In the passage on art and neurosis, rewrite the part that begins at the words "Fundamentally, art is" and stops after "coolness of dharma.", changing "unconditional beauty" to "boundless beauty" throughout.

# [Text shown]
═══

There is constant anxiety, and out of that anxiety comes a feeling of
heat. It is like entering a hot room—we feel claustrophobic and there is
no fresh air. That claustrophobia leads us to contract our sense
perceptions.
When
there is one hundred percent claustrophobia—the full heat of
neurosis—we can’t see, we can’t smell, we can’t taste, we can’t hear, we
can’t feel. Our sense perceptions are numbed, which is a great obstacle
to creating a work of art.
Some
people say that if there were no neurosis, they could not become good
artists. This view of art is the opposite of a sense of peace and
coolness. It undermines the possibility of intrinsic beauty.
Fundamentally, art is the expression of unconditional beauty, which
transcends the ordinary beauty of good and bad.
From
that unconditional beauty, which is peaceful and cool, arises the
possibility of relaxing, and thereby perceiving the phenomenal world and
one’s own senses properly.
This
is not a question of whether you have talent or not. Everybody has the
tendency toward intrinsic beauty and intrinsic goodness, and talent
comes along with that automatically. When your visual and auditory world
is properly synchronized and you have a sense of humor, you are able to
perceive the phenomenal world fully and truly. That is talent. Talent
comes from the appreciation of basic beauty and basic goodness, which
arises from the fundamental peace and coolness of dharma.

═══

# [Data rows]
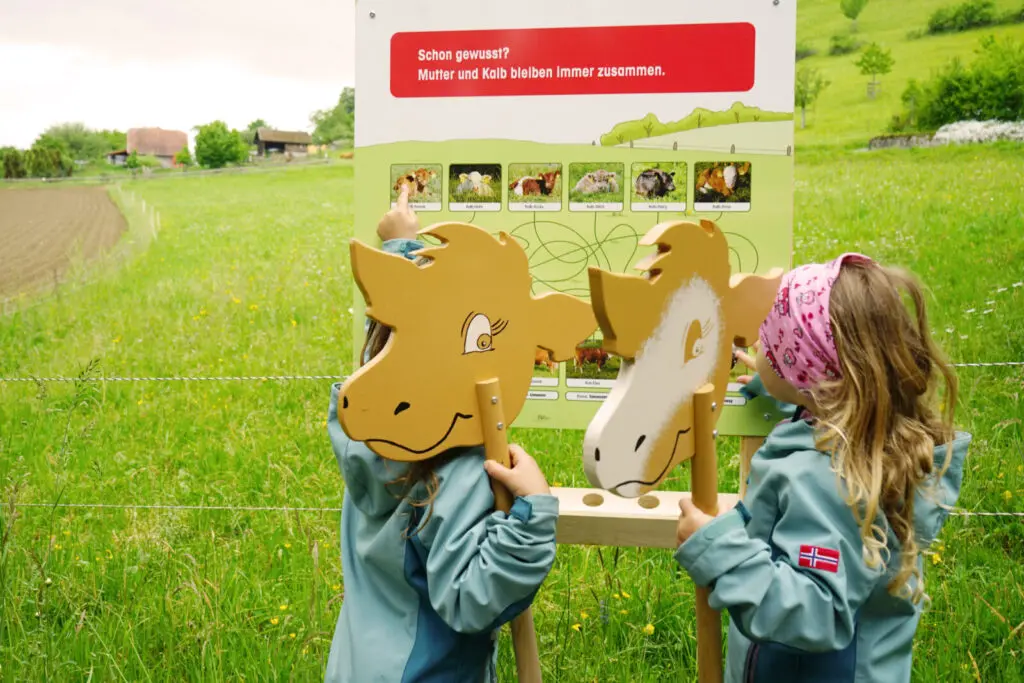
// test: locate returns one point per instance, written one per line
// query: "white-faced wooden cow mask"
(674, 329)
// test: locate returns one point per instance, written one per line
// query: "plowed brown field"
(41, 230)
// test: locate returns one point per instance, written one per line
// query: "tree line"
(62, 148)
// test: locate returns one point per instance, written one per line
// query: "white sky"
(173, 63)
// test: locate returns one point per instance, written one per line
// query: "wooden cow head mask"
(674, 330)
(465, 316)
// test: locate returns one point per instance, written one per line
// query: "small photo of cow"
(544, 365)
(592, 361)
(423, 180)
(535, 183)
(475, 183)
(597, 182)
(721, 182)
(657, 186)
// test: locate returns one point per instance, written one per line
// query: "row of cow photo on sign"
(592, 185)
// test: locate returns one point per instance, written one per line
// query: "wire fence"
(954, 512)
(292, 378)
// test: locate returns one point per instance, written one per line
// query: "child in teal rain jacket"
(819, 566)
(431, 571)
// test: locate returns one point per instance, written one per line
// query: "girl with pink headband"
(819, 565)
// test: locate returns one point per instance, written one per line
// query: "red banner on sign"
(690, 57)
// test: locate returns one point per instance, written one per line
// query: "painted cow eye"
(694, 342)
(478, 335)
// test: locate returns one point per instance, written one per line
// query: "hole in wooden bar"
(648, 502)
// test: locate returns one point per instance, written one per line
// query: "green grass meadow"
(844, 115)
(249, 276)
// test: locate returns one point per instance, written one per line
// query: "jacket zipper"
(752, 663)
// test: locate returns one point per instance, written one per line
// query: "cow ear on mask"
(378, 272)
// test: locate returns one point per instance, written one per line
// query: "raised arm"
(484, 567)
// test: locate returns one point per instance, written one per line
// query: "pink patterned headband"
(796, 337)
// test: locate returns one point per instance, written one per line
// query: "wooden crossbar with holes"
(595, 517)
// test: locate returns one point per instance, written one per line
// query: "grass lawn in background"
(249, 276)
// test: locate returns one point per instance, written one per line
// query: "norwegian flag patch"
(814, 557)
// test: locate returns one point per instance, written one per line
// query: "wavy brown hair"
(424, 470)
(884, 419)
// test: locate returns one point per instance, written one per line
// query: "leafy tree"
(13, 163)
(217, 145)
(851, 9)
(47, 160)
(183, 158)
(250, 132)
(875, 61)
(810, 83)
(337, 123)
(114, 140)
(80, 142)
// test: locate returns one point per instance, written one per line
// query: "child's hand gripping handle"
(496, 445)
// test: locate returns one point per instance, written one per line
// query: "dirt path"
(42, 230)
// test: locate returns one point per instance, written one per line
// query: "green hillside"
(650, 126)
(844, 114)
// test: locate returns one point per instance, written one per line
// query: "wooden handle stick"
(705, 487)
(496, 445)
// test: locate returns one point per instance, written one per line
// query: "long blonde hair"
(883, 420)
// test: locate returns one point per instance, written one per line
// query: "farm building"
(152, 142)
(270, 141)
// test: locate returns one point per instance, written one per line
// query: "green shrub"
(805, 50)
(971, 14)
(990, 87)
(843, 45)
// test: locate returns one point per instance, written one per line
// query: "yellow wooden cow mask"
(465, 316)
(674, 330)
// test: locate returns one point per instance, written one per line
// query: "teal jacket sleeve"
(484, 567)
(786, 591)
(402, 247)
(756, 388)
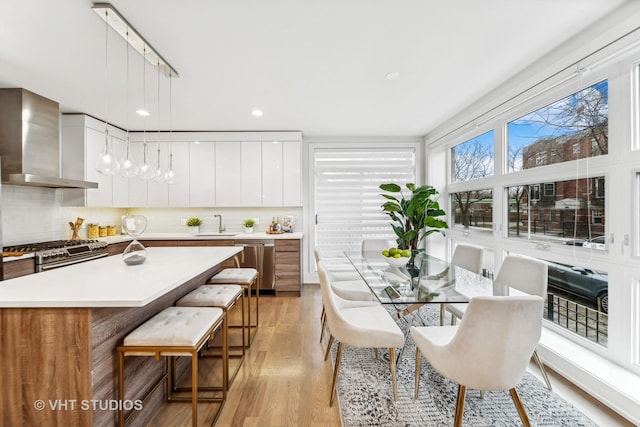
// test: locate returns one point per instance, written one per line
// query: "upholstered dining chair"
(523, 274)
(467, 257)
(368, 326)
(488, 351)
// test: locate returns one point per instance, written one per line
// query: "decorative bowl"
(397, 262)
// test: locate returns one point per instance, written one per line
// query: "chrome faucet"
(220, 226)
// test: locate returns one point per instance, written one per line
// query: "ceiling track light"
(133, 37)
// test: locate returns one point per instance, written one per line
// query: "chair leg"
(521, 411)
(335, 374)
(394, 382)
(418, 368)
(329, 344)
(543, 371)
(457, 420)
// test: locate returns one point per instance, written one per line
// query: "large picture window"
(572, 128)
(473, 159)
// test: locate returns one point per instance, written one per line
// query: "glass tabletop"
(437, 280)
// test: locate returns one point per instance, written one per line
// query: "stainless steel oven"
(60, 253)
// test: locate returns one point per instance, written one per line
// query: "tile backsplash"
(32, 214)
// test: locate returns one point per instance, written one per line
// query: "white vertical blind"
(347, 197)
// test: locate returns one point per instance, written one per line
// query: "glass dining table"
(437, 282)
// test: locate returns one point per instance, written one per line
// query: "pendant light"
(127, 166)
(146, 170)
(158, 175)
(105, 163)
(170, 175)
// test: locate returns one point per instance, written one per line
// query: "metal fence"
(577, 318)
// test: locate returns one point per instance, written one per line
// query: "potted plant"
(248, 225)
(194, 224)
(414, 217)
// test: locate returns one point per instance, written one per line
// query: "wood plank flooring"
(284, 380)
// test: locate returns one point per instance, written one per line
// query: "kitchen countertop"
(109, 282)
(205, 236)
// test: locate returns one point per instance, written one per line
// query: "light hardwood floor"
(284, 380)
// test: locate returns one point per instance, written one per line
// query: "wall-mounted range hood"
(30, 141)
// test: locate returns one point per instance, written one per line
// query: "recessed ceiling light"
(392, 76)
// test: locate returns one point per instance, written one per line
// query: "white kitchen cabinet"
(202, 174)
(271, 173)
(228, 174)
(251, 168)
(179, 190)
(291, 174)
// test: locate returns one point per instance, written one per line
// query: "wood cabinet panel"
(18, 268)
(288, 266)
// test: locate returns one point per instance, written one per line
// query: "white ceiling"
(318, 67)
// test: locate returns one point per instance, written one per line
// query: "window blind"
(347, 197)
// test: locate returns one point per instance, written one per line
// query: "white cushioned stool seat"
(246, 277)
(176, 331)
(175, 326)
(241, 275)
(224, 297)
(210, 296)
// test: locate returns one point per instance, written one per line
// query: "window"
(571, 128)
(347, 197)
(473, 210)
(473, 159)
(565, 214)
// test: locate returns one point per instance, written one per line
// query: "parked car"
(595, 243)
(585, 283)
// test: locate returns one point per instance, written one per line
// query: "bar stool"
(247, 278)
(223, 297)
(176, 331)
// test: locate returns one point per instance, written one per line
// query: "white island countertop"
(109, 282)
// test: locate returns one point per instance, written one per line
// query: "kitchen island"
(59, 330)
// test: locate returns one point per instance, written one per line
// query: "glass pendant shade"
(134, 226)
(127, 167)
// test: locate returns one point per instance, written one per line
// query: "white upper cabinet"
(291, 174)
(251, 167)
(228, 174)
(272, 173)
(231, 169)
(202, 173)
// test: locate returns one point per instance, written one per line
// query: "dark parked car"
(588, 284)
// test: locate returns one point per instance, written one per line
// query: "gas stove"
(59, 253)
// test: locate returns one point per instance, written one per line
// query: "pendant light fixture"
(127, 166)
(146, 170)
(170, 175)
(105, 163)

═══

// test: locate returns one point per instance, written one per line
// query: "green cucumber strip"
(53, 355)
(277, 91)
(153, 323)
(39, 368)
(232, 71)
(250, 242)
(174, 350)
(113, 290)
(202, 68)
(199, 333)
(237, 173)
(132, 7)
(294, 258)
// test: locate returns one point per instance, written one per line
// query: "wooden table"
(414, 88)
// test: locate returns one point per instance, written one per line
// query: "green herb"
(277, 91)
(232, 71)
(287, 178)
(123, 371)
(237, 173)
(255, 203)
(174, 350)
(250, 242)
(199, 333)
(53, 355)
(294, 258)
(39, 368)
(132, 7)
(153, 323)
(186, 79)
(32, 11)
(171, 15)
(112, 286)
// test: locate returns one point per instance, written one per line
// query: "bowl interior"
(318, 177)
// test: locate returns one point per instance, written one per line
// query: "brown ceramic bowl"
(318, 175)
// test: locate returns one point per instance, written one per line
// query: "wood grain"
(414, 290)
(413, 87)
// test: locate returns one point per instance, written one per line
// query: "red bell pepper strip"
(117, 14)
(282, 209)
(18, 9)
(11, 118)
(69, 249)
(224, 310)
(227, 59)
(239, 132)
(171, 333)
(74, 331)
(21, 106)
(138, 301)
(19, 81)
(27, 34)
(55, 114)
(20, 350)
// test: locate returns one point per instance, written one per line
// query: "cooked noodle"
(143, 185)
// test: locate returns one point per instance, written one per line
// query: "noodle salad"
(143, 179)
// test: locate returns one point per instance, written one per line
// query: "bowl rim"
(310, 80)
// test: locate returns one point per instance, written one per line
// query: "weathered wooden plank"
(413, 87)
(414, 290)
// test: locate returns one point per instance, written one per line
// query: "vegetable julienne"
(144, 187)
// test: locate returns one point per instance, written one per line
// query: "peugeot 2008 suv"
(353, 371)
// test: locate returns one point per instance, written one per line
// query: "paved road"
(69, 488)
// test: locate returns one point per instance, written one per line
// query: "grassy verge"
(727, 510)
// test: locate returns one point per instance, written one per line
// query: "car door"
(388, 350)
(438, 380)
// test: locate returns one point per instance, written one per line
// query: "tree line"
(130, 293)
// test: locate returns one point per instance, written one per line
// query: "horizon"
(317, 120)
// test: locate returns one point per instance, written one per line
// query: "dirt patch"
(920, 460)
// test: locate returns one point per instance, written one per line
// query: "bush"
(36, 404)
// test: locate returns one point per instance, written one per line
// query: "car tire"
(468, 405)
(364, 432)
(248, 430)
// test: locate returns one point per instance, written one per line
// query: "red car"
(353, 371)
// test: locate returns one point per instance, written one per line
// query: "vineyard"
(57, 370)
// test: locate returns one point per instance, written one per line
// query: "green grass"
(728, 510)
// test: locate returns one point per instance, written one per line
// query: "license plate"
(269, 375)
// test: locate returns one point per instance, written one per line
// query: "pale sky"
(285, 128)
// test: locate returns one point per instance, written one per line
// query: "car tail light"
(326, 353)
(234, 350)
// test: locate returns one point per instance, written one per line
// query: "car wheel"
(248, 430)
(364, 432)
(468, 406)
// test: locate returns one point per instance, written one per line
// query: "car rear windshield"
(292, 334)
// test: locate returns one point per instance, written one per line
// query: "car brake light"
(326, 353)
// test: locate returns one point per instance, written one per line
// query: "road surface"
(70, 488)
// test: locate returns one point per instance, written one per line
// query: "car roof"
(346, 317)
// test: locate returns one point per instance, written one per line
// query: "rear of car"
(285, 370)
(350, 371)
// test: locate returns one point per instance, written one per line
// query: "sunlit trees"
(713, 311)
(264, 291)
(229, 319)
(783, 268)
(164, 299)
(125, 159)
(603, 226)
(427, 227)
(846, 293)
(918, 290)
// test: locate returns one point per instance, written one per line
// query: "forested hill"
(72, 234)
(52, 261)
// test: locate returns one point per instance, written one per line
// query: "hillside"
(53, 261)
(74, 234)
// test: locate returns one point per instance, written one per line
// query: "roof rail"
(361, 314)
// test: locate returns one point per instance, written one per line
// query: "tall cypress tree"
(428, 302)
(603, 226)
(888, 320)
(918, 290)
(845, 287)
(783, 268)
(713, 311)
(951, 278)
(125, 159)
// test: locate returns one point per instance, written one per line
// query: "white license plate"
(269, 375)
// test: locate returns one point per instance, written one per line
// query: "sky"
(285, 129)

═══

# [Task output]
Fundamentally, art is the expression of boundless beauty, which
transcends the ordinary beauty of good and bad.
From
that boundless beauty, which is peaceful and cool, arises the
possibility of relaxing, and thereby perceiving the phenomenal world and
one’s own senses properly.
This
is not a question of whether you have talent or not. Everybody has the
tendency toward intrinsic beauty and intrinsic goodness, and talent
comes along with that automatically. When your visual and auditory world
is properly synchronized and you have a sense of humor, you are able to
perceive the phenomenal world fully and truly. That is talent. Talent
comes from the appreciation of basic beauty and basic goodness, which
arises from the fundamental peace and coolness of dharma.